## Instructions for the task
Output every entry exactly as given.

····················

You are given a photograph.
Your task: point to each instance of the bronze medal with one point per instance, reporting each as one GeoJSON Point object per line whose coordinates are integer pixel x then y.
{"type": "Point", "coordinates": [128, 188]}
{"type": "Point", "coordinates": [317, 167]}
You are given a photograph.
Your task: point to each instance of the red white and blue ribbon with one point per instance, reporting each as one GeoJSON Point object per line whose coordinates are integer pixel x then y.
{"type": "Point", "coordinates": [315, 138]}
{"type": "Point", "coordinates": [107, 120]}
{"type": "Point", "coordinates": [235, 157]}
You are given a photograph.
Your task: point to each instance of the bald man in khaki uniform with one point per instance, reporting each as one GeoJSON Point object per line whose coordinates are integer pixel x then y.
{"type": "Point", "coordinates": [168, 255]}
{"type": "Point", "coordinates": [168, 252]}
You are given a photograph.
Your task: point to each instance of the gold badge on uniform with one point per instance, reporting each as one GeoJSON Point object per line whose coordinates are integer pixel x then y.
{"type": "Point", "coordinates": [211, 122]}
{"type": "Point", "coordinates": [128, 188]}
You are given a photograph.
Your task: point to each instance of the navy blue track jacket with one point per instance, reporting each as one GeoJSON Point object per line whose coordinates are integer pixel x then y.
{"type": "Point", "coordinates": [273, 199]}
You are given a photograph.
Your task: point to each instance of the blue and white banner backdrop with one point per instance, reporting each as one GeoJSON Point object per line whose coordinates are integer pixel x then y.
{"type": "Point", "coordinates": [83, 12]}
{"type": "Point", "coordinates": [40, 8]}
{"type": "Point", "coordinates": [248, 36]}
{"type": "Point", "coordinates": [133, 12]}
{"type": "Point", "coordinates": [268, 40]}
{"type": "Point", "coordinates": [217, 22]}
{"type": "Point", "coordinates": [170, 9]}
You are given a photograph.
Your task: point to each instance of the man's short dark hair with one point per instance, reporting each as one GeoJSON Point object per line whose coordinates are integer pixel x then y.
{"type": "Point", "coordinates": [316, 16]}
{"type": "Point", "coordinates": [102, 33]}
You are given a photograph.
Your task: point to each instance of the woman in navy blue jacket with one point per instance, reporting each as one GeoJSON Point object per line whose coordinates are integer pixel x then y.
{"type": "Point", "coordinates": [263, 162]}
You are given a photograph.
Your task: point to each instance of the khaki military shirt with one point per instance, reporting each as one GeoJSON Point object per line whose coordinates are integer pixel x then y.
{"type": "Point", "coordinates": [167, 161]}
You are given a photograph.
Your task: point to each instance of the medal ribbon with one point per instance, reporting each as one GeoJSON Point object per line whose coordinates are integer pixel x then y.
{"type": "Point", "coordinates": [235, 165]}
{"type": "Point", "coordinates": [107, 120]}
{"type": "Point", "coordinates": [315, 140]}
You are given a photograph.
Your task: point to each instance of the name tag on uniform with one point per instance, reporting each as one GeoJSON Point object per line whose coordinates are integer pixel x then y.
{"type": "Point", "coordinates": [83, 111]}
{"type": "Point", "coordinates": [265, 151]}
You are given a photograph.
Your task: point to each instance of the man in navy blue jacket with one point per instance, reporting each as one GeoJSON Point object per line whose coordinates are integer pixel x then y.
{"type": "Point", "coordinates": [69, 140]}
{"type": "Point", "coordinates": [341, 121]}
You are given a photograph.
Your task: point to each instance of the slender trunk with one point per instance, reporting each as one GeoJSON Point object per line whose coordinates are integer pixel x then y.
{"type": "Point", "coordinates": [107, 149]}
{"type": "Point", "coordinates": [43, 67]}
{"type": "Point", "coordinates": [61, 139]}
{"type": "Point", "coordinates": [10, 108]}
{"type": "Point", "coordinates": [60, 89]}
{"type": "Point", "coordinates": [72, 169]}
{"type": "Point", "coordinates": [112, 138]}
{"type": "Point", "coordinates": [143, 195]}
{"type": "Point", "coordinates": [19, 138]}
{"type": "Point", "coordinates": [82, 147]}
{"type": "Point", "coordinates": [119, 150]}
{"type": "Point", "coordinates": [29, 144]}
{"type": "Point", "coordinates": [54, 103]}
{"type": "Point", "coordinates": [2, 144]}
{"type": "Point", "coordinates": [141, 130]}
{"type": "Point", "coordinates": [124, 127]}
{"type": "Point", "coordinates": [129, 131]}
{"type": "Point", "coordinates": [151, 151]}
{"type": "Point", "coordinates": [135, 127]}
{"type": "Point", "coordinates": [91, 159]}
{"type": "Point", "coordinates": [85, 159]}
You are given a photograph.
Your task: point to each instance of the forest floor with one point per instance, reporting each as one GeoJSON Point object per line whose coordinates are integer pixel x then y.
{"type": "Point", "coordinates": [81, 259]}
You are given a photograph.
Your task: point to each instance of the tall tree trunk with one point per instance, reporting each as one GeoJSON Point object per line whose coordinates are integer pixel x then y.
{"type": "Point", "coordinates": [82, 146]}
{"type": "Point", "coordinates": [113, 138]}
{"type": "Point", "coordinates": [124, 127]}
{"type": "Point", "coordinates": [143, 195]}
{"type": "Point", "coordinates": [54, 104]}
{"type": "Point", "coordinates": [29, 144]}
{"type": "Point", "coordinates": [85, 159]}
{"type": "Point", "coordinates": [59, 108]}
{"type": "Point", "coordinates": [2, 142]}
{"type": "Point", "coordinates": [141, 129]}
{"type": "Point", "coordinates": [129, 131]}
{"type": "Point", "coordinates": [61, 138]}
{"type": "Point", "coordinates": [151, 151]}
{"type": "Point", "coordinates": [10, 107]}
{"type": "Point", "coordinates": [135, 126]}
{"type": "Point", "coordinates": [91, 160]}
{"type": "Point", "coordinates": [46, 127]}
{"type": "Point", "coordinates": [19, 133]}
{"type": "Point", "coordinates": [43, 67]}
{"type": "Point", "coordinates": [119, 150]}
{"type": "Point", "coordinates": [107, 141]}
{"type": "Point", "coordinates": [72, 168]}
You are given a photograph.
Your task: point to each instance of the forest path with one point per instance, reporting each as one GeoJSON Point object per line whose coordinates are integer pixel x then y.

····················

## Written answer
You are given a photograph.
Your task: point to each instance of the bronze medal with one point per instance, reporting each as one GeoJSON Point object per line whose coordinates are integer pixel x then y.
{"type": "Point", "coordinates": [128, 188]}
{"type": "Point", "coordinates": [317, 167]}
You are given a photograph.
Your task: point to each instance of the red white and blue ribbon with one point per instance, reporting each as one GeoJSON Point object per line whose coordinates are integer pixel x then y.
{"type": "Point", "coordinates": [315, 138]}
{"type": "Point", "coordinates": [107, 120]}
{"type": "Point", "coordinates": [235, 157]}
You are given a photograph.
Your task: point to each instance of the bald man in khaki uniform with one point per instance, reporting each as one GeoJSON Point object per line whose coordinates are integer pixel x then y.
{"type": "Point", "coordinates": [168, 255]}
{"type": "Point", "coordinates": [168, 252]}
You are given a photograph.
Your task: point to each instance of the gold badge on uniform with one point per instance, reporting each as one GeoJSON Point object per line whose coordinates are integer pixel x then y.
{"type": "Point", "coordinates": [211, 122]}
{"type": "Point", "coordinates": [128, 188]}
You are given a photograph.
Your task: point to each instance of the navy blue track jacket with one point per instance, reporting each as one GeoJSON Point object per line whose coordinates are integer pixel x then y.
{"type": "Point", "coordinates": [273, 199]}
You are given a photograph.
Your task: point to each instance of the blue and white banner backdrop with one point per instance, reporting each as one GeoJSON Point object per line whose coordinates are integer pixel x then y.
{"type": "Point", "coordinates": [83, 12]}
{"type": "Point", "coordinates": [40, 8]}
{"type": "Point", "coordinates": [248, 36]}
{"type": "Point", "coordinates": [133, 12]}
{"type": "Point", "coordinates": [268, 40]}
{"type": "Point", "coordinates": [217, 22]}
{"type": "Point", "coordinates": [170, 9]}
You are given a photograph.
Your task: point to each instance of the man's short dark hair with one point per instance, reporting each as one GeoJSON Point object per line whose coordinates are integer pixel x then y.
{"type": "Point", "coordinates": [316, 16]}
{"type": "Point", "coordinates": [102, 33]}
You are given a photograph.
Your task: point to each instance of the woman in navy blue jacket with one point per instance, reporting each as one GeoJSON Point object per line whose coordinates are integer pixel x then y.
{"type": "Point", "coordinates": [263, 162]}
You are given a photograph.
Your task: point to each instance of the khaki military shirt with one point per instance, reporting each as one GeoJSON Point object per line whose coordinates are integer pixel x then y.
{"type": "Point", "coordinates": [167, 161]}
You are given a photograph.
Your task: point to each instance of the medal ribbon with one point per instance, reporting each as one GeoJSON Point object per line whose coordinates are integer pixel x then y.
{"type": "Point", "coordinates": [235, 165]}
{"type": "Point", "coordinates": [107, 120]}
{"type": "Point", "coordinates": [315, 140]}
You are given a photograph.
Your task: point to each instance of the name tag on uniform with one point per instance, reporting each as one GeoJSON Point object per line whose coordinates are integer pixel x then y.
{"type": "Point", "coordinates": [83, 111]}
{"type": "Point", "coordinates": [265, 151]}
You are given a photograph.
Your task: point to each instance of the man in navy blue jacket with one point per instance, reporting each as one GeoJSON Point object per line whose coordinates are integer pixel x then y.
{"type": "Point", "coordinates": [69, 140]}
{"type": "Point", "coordinates": [341, 121]}
You are given a photograph.
Your task: point to each instance of the slender trunk with one point per instance, reporting each as one GeoJSON Point object per line whose coordinates are integer pixel x then y.
{"type": "Point", "coordinates": [107, 149]}
{"type": "Point", "coordinates": [43, 67]}
{"type": "Point", "coordinates": [61, 139]}
{"type": "Point", "coordinates": [10, 108]}
{"type": "Point", "coordinates": [60, 89]}
{"type": "Point", "coordinates": [72, 169]}
{"type": "Point", "coordinates": [112, 138]}
{"type": "Point", "coordinates": [143, 195]}
{"type": "Point", "coordinates": [19, 138]}
{"type": "Point", "coordinates": [82, 147]}
{"type": "Point", "coordinates": [119, 150]}
{"type": "Point", "coordinates": [29, 144]}
{"type": "Point", "coordinates": [54, 103]}
{"type": "Point", "coordinates": [2, 144]}
{"type": "Point", "coordinates": [141, 130]}
{"type": "Point", "coordinates": [124, 127]}
{"type": "Point", "coordinates": [129, 131]}
{"type": "Point", "coordinates": [151, 151]}
{"type": "Point", "coordinates": [135, 127]}
{"type": "Point", "coordinates": [91, 159]}
{"type": "Point", "coordinates": [85, 159]}
You are given a photograph.
Your task: point to each instance of the forest floor with one point per instance, reporting each as one GeoJSON Point object per line whose coordinates are integer pixel x then y.
{"type": "Point", "coordinates": [81, 259]}
You are given a photograph.
Your task: point to each instance of the tall tree trunk with one point per instance, reporting each as one GeoJSON Point object per line whose coordinates are integer pixel x then y.
{"type": "Point", "coordinates": [82, 146]}
{"type": "Point", "coordinates": [113, 138]}
{"type": "Point", "coordinates": [124, 127]}
{"type": "Point", "coordinates": [143, 195]}
{"type": "Point", "coordinates": [54, 104]}
{"type": "Point", "coordinates": [29, 144]}
{"type": "Point", "coordinates": [85, 159]}
{"type": "Point", "coordinates": [59, 108]}
{"type": "Point", "coordinates": [2, 142]}
{"type": "Point", "coordinates": [141, 129]}
{"type": "Point", "coordinates": [129, 131]}
{"type": "Point", "coordinates": [61, 138]}
{"type": "Point", "coordinates": [151, 151]}
{"type": "Point", "coordinates": [10, 107]}
{"type": "Point", "coordinates": [135, 126]}
{"type": "Point", "coordinates": [91, 160]}
{"type": "Point", "coordinates": [46, 127]}
{"type": "Point", "coordinates": [19, 133]}
{"type": "Point", "coordinates": [43, 67]}
{"type": "Point", "coordinates": [119, 150]}
{"type": "Point", "coordinates": [107, 141]}
{"type": "Point", "coordinates": [72, 168]}
You are given a photograph.
Your task: point to each instance of the forest path with one point per instance, reporting each as one GeoJSON Point object per line whose coordinates are integer pixel x then y.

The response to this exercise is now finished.